BRANO DI PARTENZA:
"""

“Il testamento dell’uro” di Stéphanie Hochet – La scheda del libro

“Il testamento dell’uro” di Stéphanie Hochet – La scheda del libro

“Se comprendere è impossibile, conoscere è necessario”.

La copertina de “Il testamento dell’uro” pubblicato in Italia da Voland

È la prima riflessione che emerge dopo avere terminato “Il testamento dell’uro”, di Stéphanie Hochet, mirabilmente tradotto da Roberto Lana e pubblicato da Voland.
Di quanto sia spaventosamente normale (la terribile normalità) lo spirito che accompagna l’uomo nella Soluzione Finale, riecheggia imponente il monito di Hannah Arendt, quando sostiene che il male possa invadere e devastare tutto il mondo perché cresce in superficie come un fungo, sfidando il pensiero che invece ha radici e raggiunge la profondità, quando il male è frustrato perché alla fine non trova nulla e da qui la sua banalità.

La banalità del male nella logica dell’uomo carismatico, osannato dalle folle, capace di spingersi laddove nessun altro ha osato andare. Frantumate le frontiere del buon senso, sdoganate le coercizioni più vergognose, il regime avanza, ma è così visibile da risultare innocuo.
L’origine del potere e la capacità di avviluppare gli uomini e controllarli sembra la base su cui si erge maestoso l’intrigo architettato dalla raffinata penna di Stéphanie Hochet.

"""

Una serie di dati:
"""

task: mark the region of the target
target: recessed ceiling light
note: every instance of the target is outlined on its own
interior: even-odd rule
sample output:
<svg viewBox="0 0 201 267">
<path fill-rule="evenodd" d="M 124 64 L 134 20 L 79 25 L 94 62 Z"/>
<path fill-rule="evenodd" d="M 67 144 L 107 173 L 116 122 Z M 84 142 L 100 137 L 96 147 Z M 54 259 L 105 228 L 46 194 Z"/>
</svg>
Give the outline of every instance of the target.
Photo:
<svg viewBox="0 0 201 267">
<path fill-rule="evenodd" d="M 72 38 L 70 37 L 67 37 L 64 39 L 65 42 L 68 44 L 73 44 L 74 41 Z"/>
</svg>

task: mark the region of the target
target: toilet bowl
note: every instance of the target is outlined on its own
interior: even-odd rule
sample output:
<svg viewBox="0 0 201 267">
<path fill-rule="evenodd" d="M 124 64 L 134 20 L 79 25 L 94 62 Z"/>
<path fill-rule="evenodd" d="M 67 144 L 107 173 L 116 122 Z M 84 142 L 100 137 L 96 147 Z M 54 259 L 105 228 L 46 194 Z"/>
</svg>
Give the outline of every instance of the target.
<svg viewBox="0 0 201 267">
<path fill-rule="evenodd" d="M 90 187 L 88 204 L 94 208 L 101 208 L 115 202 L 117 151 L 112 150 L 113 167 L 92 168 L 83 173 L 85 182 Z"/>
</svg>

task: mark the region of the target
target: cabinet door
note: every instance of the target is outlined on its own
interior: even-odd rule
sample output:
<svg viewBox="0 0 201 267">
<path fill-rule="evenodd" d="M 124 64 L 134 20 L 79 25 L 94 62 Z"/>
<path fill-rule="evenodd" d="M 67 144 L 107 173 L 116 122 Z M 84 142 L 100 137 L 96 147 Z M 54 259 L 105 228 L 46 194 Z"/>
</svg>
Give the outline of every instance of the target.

"""

COMPITI:
1. Chi ha tradotto "Il testamento dell'uro" secondo il brano?
2. Cita testualmente la parte del brano che va da "L’origine del potere" a "di Stéphanie Hochet.".

RISPOSTE ATTESE:
1. Roberto Lana.

2.
L’origine del potere e la capacità di avviluppare gli uomini e controllarli sembra la base su cui si erge maestoso l’intrigo architettato dalla raffinata penna di Stéphanie Hochet.